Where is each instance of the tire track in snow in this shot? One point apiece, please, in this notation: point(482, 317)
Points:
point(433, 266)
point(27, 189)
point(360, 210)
.....
DIRECTIONS:
Go through the listing above and restate it word for word.

RESPONSE FOR THIS EXERCISE:
Where is each instance of the tire track in snow in this shot? One point apiece, please, in this notation: point(482, 317)
Points:
point(433, 266)
point(27, 189)
point(360, 210)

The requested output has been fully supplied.